WORK TO BE COMPLETED: Could you reproduce, word for word, the part of the excerpted text below that begins with "[0060] FIG. 5" and ends with "the key value(s)"?

EXCERPTED TEXT:
┄┄┄┄┄┄┄┄┄┄┄┄┄┄┄┄┄┄┄┄
Alternatively, the functionality of the method 100 may be performed
partly in hardware and partly in software, may be performed as
firmware instructions, such as those associated with microcode ROM,
or may be exist as any combination of such approaches.
[0058] FIG. 4 further illustrates that the system 400 may also
include a tone recognition module to recognize and decode tones
entered by the originator in response, for example, to prompts at
block 112 of FIG. 1 and/or block 204 of FIG. 2. For purposes of
tone recognition for speech responses to such prompts, the system
400 may also include one or more optional speech recognition
module(s) 322.
[0059] Sample system 400 is representative of processing systems
based on Intel XScale.RTM. core, Intel.RTM. Micro Signal
Architecture (Intel.RTM. MSA), Intel.RTM. PCA Cellular Processors,
and/or Pentium.RTM., Pentium.RTM. Pro, Pentium.RTM. II,
Pentium.RTM. III, Pentium.RTM. 4, and Itanium.RTM. and Itanium.RTM.
2 microprocessors available from Intel Corporation, although other
systems (including personal computers (PCs), cellular telephones,
walkie-talkies, personal digital assistants and other hand-held
devices having other microprocessors, engineering workstations,
set-top boxes and the like) may also be used.
[0060] FIG. 5 is a data flow diagram illustrating at least one
embodiment of a method 500 and data flow for initializing a
communication device for a special silent mode that provides a user
override mechanism. As is mentioned above, such initialization need
be performed only when a user wishes to add/change the key value(s)
and/or originator identifier(s) associated with a particular
special silent mode. The initialization 500 may thus be performed,
for at least one embodiment, by a user of a communication
device.
┄┄┄┄┄┄┄┄┄┄┄┄┄┄┄┄┄┄┄┄
DATASET EXTRACT:
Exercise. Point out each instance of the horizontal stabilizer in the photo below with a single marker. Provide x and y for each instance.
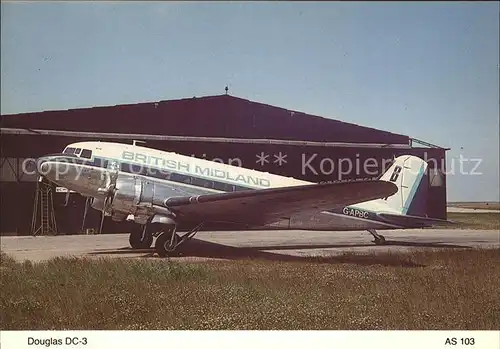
(414, 221)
┄┄┄┄┄┄┄┄┄┄┄┄┄┄┄┄┄┄┄┄
ANSWER TO THIS TASK:
[0060] FIG. 5 is a data flow diagram illustrating at least one
embodiment of a method 500 and data flow for initializing a
communication device for a special silent mode that provides a user
override mechanism. As is mentioned above, such initialization need
be performed only when a user wishes to add/change the key value(s)